Some nasty shyt happening in the world these days and supposed humane slaughterhouses with spy videos of what these actually really look like and how they really treat animals it’s sick.
Purina and Mars the pet food super giants taking over the Internet spouting nonsense on websites people believe are the real deal, spouting sometimes deadly information that puts pets health in jeopardy and taking over vet offices, mistreating pets and charging huge amounts for stuff that’s not even worth that much to begin with. Think $10,000 for a procedure that another vet clinic did for $800.
Over vaccination of pets and food borne crisis on the rise, increase of diabetes, cancer and urinary problems in wrong food given for species who thrive on moisture rich diets and the fact that carbohydrates are something pets need but they don’t.
In fact I even read a comment of someone buying grain free because it doesn’t have carbs, only it does because kibble requires starch and starch is carbs.

● ● ● ●

#### [REQUIREMENT 1]
Return the passage of the pet food post between "Over vaccination of" and "but they don’t.", inclusive, copied word for word.
#### [REQUIREMENT 2]
Answer these questions from the pet food post:
(a) Which two pet food companies does it name?
(b) What did another vet clinic charge for the procedure priced at $10,000?
(c) What does kibble require, according to the post?
The data that follows comes from a different source than the pet food post.

Records taken from a collection
● ● ● ●

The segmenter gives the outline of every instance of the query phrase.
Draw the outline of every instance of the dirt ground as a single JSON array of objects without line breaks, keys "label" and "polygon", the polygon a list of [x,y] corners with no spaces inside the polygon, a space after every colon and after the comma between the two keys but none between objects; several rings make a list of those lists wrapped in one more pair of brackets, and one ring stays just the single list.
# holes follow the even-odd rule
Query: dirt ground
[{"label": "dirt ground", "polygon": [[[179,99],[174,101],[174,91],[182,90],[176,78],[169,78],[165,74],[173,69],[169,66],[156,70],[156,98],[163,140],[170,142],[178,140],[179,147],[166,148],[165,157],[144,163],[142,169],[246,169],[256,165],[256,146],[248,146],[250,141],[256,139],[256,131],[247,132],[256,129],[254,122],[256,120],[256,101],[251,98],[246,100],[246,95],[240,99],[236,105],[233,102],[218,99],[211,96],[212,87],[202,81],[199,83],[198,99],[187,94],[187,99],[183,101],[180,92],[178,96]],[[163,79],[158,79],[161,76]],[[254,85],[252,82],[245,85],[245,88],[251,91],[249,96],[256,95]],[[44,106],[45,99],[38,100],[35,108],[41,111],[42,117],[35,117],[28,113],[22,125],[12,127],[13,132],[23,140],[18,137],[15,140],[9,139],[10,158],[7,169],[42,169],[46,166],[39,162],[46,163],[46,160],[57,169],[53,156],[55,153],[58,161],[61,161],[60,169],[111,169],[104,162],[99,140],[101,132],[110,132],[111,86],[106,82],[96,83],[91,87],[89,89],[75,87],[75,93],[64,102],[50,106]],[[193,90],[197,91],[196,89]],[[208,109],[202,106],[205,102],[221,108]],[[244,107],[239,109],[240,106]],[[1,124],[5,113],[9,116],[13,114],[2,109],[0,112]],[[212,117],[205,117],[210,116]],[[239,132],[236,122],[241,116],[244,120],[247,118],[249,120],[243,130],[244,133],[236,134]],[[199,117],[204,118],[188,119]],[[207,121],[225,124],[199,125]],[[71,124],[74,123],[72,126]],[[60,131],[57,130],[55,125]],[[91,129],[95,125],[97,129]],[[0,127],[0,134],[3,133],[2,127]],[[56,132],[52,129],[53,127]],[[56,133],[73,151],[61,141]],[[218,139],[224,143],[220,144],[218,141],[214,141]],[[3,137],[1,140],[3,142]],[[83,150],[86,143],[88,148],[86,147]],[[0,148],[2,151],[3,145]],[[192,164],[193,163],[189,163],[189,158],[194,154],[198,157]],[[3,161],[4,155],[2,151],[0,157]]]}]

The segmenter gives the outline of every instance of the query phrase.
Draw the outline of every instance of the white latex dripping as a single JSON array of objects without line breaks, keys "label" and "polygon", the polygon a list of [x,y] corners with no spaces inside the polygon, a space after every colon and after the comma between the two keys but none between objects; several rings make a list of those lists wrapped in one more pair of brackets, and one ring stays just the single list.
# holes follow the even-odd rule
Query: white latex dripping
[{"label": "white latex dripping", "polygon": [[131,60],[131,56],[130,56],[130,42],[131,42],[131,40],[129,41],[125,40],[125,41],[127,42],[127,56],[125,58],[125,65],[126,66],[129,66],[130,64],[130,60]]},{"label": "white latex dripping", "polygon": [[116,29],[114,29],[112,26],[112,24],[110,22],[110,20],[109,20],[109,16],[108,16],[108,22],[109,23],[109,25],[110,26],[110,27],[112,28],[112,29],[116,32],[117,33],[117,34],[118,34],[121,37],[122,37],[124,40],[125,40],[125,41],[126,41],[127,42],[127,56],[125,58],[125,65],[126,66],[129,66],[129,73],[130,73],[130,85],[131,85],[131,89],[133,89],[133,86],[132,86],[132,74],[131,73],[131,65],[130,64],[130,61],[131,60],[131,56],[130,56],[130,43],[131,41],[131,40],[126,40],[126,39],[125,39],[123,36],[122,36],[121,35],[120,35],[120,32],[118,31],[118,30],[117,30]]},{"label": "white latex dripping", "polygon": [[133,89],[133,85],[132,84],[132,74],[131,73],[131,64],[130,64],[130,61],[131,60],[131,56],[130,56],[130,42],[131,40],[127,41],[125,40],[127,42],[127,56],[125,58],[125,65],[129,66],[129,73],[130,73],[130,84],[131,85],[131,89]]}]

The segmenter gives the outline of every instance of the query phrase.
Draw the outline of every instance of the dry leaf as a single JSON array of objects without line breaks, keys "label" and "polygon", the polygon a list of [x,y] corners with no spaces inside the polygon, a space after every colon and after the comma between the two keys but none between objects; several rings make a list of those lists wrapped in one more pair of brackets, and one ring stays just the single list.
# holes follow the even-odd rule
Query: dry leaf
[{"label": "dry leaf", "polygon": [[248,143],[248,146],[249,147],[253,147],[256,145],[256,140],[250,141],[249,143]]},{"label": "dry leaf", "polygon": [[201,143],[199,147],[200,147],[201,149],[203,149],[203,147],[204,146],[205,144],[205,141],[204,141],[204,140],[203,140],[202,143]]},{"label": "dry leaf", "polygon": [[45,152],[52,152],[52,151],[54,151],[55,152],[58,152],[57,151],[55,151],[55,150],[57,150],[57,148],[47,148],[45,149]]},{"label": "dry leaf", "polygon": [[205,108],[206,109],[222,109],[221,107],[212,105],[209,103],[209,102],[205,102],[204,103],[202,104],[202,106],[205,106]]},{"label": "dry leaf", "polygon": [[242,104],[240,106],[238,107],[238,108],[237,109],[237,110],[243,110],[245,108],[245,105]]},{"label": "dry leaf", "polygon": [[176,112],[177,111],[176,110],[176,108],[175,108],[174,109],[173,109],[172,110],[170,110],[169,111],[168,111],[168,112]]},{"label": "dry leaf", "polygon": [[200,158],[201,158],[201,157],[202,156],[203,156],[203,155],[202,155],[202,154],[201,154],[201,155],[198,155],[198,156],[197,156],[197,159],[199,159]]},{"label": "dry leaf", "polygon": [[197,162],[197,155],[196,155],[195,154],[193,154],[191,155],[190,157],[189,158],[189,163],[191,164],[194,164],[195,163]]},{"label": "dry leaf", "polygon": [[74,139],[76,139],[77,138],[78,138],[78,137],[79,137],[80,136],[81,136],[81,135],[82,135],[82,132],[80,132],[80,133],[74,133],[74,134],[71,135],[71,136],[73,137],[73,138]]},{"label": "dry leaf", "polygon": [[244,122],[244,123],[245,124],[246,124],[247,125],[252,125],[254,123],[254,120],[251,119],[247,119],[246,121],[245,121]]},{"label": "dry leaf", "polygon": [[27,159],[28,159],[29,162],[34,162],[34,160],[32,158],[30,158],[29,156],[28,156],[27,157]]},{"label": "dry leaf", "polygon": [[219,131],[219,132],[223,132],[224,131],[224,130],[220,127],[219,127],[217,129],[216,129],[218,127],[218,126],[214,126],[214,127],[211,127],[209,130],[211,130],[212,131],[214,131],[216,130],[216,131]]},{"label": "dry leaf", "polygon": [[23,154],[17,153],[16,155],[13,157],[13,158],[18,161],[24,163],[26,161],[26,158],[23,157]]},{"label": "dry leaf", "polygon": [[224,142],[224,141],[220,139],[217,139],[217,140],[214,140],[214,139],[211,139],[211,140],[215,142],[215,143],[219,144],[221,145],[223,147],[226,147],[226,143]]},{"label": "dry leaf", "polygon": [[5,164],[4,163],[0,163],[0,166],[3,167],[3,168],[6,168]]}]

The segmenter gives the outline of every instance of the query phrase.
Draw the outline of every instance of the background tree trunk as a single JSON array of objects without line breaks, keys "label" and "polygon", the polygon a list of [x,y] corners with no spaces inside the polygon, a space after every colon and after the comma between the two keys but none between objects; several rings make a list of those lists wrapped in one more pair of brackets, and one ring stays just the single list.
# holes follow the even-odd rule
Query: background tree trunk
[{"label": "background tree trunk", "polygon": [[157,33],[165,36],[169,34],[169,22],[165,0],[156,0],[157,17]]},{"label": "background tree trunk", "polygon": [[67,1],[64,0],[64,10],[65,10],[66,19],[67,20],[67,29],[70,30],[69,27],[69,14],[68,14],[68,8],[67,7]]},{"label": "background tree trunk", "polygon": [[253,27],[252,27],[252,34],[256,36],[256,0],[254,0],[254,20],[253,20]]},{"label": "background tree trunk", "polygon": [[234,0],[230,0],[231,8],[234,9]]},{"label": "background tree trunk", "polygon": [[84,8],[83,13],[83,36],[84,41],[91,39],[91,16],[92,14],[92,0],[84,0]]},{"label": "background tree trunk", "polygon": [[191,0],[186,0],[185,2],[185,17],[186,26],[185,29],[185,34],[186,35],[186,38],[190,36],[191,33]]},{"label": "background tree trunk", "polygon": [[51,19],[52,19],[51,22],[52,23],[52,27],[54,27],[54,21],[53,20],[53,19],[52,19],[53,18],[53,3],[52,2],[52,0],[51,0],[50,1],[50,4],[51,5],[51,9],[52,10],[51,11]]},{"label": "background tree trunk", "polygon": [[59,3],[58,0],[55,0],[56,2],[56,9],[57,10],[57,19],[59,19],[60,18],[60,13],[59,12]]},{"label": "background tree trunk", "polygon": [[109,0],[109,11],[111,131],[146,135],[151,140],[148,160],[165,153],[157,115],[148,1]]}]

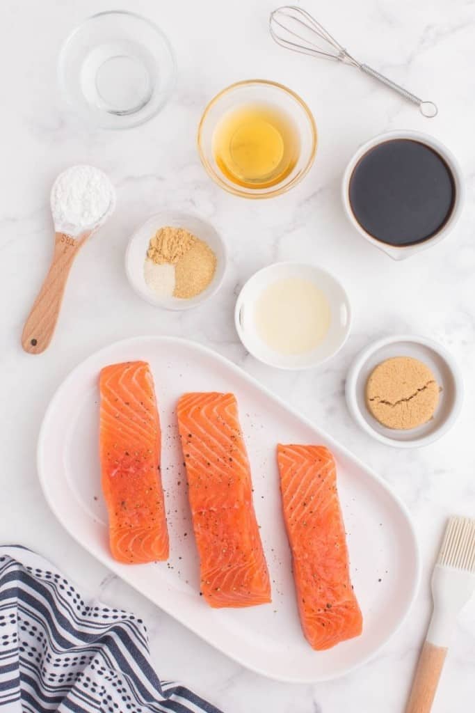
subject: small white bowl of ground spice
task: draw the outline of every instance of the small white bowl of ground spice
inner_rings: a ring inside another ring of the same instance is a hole
[[[166,309],[197,307],[221,287],[226,270],[222,238],[189,213],[152,215],[132,236],[125,270],[133,289]]]

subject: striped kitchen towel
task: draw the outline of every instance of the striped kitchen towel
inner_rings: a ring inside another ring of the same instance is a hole
[[[219,713],[161,682],[140,619],[85,600],[42,557],[0,547],[2,713]]]

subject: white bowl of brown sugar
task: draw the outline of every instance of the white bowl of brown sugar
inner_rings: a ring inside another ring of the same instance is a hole
[[[189,213],[151,215],[132,235],[125,253],[131,287],[150,304],[189,309],[221,287],[226,252],[216,228]]]

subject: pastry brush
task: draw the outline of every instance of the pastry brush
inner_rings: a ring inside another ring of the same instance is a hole
[[[406,713],[429,713],[460,610],[475,590],[475,520],[451,518],[432,574],[434,610]]]

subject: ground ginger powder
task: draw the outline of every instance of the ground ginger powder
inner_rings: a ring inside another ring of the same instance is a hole
[[[160,228],[150,239],[147,257],[155,265],[174,268],[173,297],[189,299],[206,289],[216,272],[216,258],[209,245],[181,227]]]
[[[175,297],[189,299],[199,294],[214,277],[216,255],[209,245],[197,239],[175,266]]]
[[[198,239],[182,227],[161,227],[150,242],[147,256],[157,265],[176,265]]]

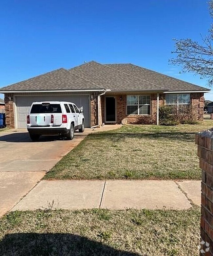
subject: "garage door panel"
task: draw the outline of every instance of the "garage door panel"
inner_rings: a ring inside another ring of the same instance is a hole
[[[79,108],[83,107],[86,127],[89,127],[89,107],[88,95],[17,96],[16,105],[18,128],[26,128],[27,116],[32,102],[34,101],[69,101]]]

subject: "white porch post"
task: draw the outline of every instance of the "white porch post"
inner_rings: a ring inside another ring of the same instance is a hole
[[[159,124],[159,93],[157,94],[157,125]]]

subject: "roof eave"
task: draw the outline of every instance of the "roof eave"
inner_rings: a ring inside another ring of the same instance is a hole
[[[104,89],[87,89],[82,90],[0,90],[0,93],[57,93],[57,92],[102,92],[105,90]]]

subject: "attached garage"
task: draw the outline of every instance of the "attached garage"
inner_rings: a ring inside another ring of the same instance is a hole
[[[61,101],[74,103],[79,108],[83,107],[86,127],[90,127],[89,95],[66,95],[15,96],[15,116],[17,128],[26,128],[27,116],[32,104],[34,101]]]

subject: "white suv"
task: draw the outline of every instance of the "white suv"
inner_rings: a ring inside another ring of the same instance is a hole
[[[66,101],[33,102],[27,123],[32,140],[38,140],[42,135],[61,135],[72,139],[75,131],[84,131],[83,110]]]

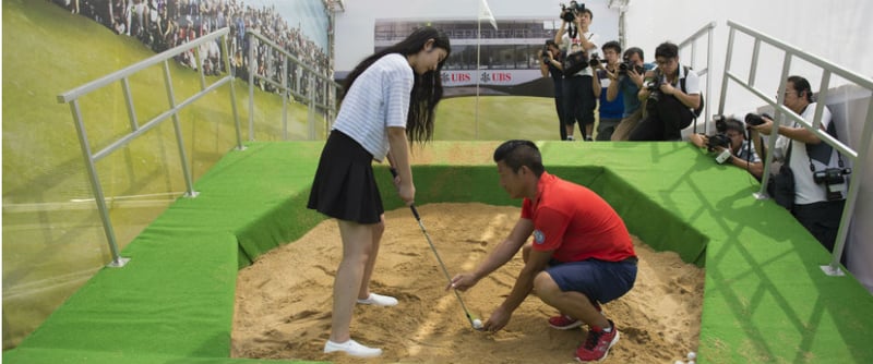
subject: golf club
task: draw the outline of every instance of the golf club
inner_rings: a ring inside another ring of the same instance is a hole
[[[391,170],[391,175],[396,178],[397,177],[397,170],[394,169],[394,168],[391,168],[390,170]],[[412,210],[412,216],[415,216],[416,221],[418,221],[418,226],[421,228],[421,232],[424,233],[424,239],[428,240],[428,245],[430,245],[430,250],[433,251],[433,255],[436,256],[436,262],[440,263],[440,268],[443,269],[443,275],[445,275],[445,279],[451,284],[452,283],[452,277],[449,276],[449,270],[445,269],[445,264],[443,264],[443,259],[440,258],[440,253],[436,252],[436,246],[433,246],[433,241],[430,240],[430,234],[428,234],[428,230],[424,229],[424,225],[421,223],[421,216],[418,215],[418,209],[416,209],[416,205],[415,204],[409,205],[409,209]],[[482,329],[481,321],[479,321],[479,325],[476,325],[476,323],[474,321],[473,316],[470,315],[470,312],[467,311],[467,305],[465,305],[464,304],[464,300],[461,299],[461,293],[457,293],[456,289],[452,289],[452,291],[455,292],[455,296],[457,298],[457,302],[461,303],[461,308],[464,308],[464,314],[467,315],[467,320],[470,321],[470,326],[473,326],[473,328],[476,329],[476,330],[481,330]]]

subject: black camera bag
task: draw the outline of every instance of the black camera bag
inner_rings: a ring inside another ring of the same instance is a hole
[[[794,207],[794,172],[788,167],[791,160],[791,144],[788,144],[788,153],[785,162],[779,167],[779,173],[770,174],[767,182],[767,194],[789,211]]]
[[[588,66],[588,52],[586,51],[577,51],[575,53],[570,53],[564,59],[564,76],[572,77],[585,68]]]

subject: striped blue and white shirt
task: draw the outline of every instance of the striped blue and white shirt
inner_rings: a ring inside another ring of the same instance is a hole
[[[391,53],[380,58],[346,94],[333,129],[382,161],[388,153],[387,129],[406,128],[414,83],[415,74],[406,57]]]

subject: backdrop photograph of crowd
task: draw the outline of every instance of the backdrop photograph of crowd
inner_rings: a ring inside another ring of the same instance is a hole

● ● ● ●

#### [EXERCISE OUTPUT 1]
Over vaccination of pets and food borne crisis on the rise, increase of diabetes, cancer and urinary problems in wrong food given for species who thrive on moisture rich diets and the fact that carbohydrates are something pets need but they don’t.

#### [EXERCISE OUTPUT 2]
(a) Purina and Mars
(b) $800
(c) Starch